Most contentious among the small-ticket projects that might slip through the cracks are extractive industries deals. The IFC itself has received a large amount of negative coverage for its support of smaller mining operations, The IFC is reviewing its extractive industries safeguards, but against against a backdrop of rumblings from banks about flexibility and that any deal is better than no deal for emerging economies.

Peru's Camisea gas pipeline project last year was one of the first cases where the Equator Principles were put to the test. Because of its environmental impact the project is one of the most controversial in recent years - so much so that both US Ex-Im and Citibank pulled out of arranging and advisory roles respectively. At $818.5 million the project forms the largest part of a $1.25 billion field development, and consists of a 714km gas pipeline and a 540km liquids pipeline, transporting output provided by upstream producers.

Activists' focused their attention mostly on the institutions financing the pipeline. But the IDB forged ahead with the deal, bringing Andean development bank CAF on board, and closed finance at the end of last summer. The IDB claims the package complies to the fullest with World Bank Group social and environmental standards. In fact, it provided environmental assistance for the entire project, and not simply the section it financed. It also made a $5 million loan to the Peruvian government to monitor compliance.

So does Equator work without policing? As Woicke points out: "Information is more freely available today. Any project can be under the spotlight. But to be under the illusion that you can do a project today without being screened by stakeholders or NGOs I think is pretty naïve."

Conversely the critical World Bank memo points out, the Equator Principles lack an effective enforcement mechanism, although an ombudsman's office in Washington is meant to oversee banks' compliance. And Woicke concedes: "I think it will be very crucial going forward whether or not the banks are subject to audits. Eventually the banks will have to submit to some kind of audit."

Bringing in the local banks and ECAs

Local banks in emerging markets - a growing constituency of the project industry - are the next big frontier for the Equator Principles. In this group, the Brazilians have become cheerleaders for the initiative. After Unibanco signed up eagerly last year, Itau signed up this August, followed swiftly by Bradesco in September. The initiative has yet to pull in other large emerging market banks, although Woicke insists this is the next step.

The Principles are fast becoming the standard for all international project lending - a fact which causes some embarrassment to ECAs that have so far been unable to come up with meaningful common standards. EKN, the Danish agency, is so far the only ECA to have signed up to the Equator Principles.

"One of the frustrations and disappointments is that none of the ECAs, other than EKN, has signed on," says Woicke. "We've had lots of workshops with these ECAs and they've literally have told us they won't do it. There was a big fuss, the NGOs came to me and said 'you know, you should force them.' But of course I can't force the ECAs. But I did tell our board that we were very disappointed that the ECAs have not signed up. If all the facts are taken into consideration, why don't they sign up?" he asks.

(Image region outline records)
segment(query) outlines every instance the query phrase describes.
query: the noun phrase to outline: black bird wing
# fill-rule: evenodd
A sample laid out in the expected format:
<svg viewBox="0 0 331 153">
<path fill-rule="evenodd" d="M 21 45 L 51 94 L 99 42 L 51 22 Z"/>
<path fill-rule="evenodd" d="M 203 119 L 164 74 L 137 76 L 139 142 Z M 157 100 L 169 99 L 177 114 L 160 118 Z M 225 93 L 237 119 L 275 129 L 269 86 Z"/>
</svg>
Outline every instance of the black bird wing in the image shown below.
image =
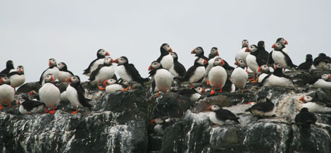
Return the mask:
<svg viewBox="0 0 331 153">
<path fill-rule="evenodd" d="M 32 90 L 38 92 L 40 87 L 42 87 L 42 85 L 39 82 L 31 82 L 23 85 L 16 92 L 18 93 L 27 93 Z"/>
<path fill-rule="evenodd" d="M 89 63 L 89 67 L 87 68 L 86 68 L 85 70 L 84 70 L 84 73 L 83 74 L 88 74 L 90 73 L 90 70 L 91 70 L 91 67 L 92 66 L 93 63 L 94 63 L 95 61 L 96 61 L 96 60 L 98 60 L 99 59 L 96 59 L 94 60 L 93 60 L 91 63 Z"/>
<path fill-rule="evenodd" d="M 96 76 L 96 75 L 99 74 L 100 69 L 101 69 L 103 66 L 104 66 L 104 64 L 99 65 L 98 68 L 95 71 L 93 71 L 92 73 L 91 73 L 91 75 L 89 75 L 89 81 L 93 81 L 95 80 L 95 77 Z"/>
<path fill-rule="evenodd" d="M 174 68 L 176 71 L 177 73 L 180 75 L 180 77 L 183 77 L 185 75 L 186 73 L 186 68 L 184 66 L 180 63 L 179 61 L 174 61 Z"/>
<path fill-rule="evenodd" d="M 258 111 L 262 111 L 263 112 L 268 112 L 273 111 L 275 107 L 275 104 L 270 102 L 260 102 L 256 104 L 254 104 L 251 107 L 251 109 L 256 109 Z"/>
<path fill-rule="evenodd" d="M 24 101 L 24 102 L 23 102 L 21 104 L 22 106 L 23 106 L 24 109 L 25 109 L 28 111 L 32 111 L 34 108 L 36 108 L 39 106 L 45 106 L 45 104 L 43 102 L 30 99 Z"/>
<path fill-rule="evenodd" d="M 219 120 L 232 120 L 236 122 L 238 122 L 238 117 L 235 115 L 232 112 L 227 109 L 219 109 L 218 111 L 216 111 L 216 118 Z"/>
<path fill-rule="evenodd" d="M 193 75 L 193 74 L 195 72 L 195 70 L 196 69 L 198 66 L 191 66 L 191 68 L 189 68 L 187 71 L 185 73 L 185 75 L 184 76 L 184 78 L 182 79 L 182 81 L 187 81 L 189 80 L 189 77 L 191 77 L 192 75 Z"/>
<path fill-rule="evenodd" d="M 89 110 L 92 110 L 91 109 L 91 107 L 92 106 L 92 105 L 91 105 L 90 104 L 89 104 L 87 102 L 87 99 L 85 98 L 85 90 L 84 90 L 84 88 L 82 87 L 81 85 L 80 85 L 77 87 L 77 96 L 78 96 L 78 100 L 80 101 L 80 103 L 85 107 L 87 107 L 89 108 Z"/>
</svg>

Written task A
For each statement about the Equator Principles text, answer yes or no and quote the words from the text that settle it.
(i) The Camisea project includes a 714km gas pipeline.
(ii) Itau signed up to the Equator Principles before Unibanco did.
(iii) EKN is the only ECA that has signed up to the Equator Principles so far.
Written task B
Return the stretch of the Equator Principles text from "Local banks in" to "the next step.", word for word.
Written task C
Using the Equator Principles text, answer each question on its own line.
(i) How large was the IDB's loan to the Peruvian government for monitoring compliance?
(ii) In which month did Bradesco sign up?
(iii) Which two institutions pulled out of roles on the Camisea project?
You won't need the records for any of this.

Correct answer A
(i) Yes: "consists of a 714km gas pipeline and a 540km liquids pipeline"
(ii) No: "After Unibanco signed up eagerly last year, Itau signed up this August"
(iii) Yes: "EKN, the Danish agency, is so far the only ECA to have signed up to the Equator Principles."

Correct answer B
Local banks in emerging markets - a growing constituency of the project industry - are the next big frontier for the Equator Principles. In this group, the Brazilians have become cheerleaders for the initiative. After Unibanco signed up eagerly last year, Itau signed up this August, followed swiftly by Bradesco in September. The initiative has yet to pull in other large emerging market banks, although Woicke insists this is the next step.

Correct answer C
(i) $5 million
(ii) September
(iii) US Ex-Im and Citibank